BEGIN RECORDS TO USE
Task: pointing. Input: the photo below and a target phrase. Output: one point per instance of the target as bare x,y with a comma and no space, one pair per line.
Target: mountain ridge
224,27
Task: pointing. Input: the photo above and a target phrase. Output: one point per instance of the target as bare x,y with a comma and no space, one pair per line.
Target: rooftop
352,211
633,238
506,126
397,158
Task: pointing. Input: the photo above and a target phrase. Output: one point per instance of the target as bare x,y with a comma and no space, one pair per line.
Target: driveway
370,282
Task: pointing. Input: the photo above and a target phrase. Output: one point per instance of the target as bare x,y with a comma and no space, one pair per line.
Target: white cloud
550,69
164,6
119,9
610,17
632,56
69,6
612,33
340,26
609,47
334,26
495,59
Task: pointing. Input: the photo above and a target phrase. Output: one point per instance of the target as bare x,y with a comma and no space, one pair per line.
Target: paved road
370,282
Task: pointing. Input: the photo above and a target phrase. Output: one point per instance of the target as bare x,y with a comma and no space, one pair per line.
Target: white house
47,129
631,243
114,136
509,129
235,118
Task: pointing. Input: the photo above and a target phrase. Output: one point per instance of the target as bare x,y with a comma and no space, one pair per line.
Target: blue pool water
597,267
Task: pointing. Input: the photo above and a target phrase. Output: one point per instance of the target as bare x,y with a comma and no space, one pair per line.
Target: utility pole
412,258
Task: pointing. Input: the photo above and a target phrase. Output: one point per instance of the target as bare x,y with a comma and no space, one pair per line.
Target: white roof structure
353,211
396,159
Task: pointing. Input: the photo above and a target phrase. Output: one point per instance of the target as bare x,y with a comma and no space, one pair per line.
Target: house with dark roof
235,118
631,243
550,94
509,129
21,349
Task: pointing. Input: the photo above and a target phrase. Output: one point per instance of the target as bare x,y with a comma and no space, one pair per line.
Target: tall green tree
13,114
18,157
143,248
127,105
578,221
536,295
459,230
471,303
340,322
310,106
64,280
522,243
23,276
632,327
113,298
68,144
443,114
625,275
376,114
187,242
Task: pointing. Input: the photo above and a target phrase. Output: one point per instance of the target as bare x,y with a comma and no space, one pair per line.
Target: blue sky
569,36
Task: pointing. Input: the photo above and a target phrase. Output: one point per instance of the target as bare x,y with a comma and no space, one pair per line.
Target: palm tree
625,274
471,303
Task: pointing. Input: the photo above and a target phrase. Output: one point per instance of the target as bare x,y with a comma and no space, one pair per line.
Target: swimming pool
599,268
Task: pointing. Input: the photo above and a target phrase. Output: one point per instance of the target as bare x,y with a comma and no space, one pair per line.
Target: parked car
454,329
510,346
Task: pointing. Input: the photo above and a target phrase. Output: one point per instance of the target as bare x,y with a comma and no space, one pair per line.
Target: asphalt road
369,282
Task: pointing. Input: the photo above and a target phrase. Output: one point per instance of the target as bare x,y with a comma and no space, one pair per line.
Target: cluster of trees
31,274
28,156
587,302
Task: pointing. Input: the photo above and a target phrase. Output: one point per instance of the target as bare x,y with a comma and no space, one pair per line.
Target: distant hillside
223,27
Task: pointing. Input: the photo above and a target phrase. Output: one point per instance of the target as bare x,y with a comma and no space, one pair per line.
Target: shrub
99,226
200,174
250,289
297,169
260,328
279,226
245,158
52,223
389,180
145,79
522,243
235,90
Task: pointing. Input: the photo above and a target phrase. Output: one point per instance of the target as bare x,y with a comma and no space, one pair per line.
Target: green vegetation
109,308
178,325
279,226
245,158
END RECORDS TO USE
## WHAT TO WORK ON
Which lines in the listing above contain the string "white", with case counting? Collect and copy each of those lines.

## SOLUTION
Target: white cloud
Target: white house
Target: white roof structure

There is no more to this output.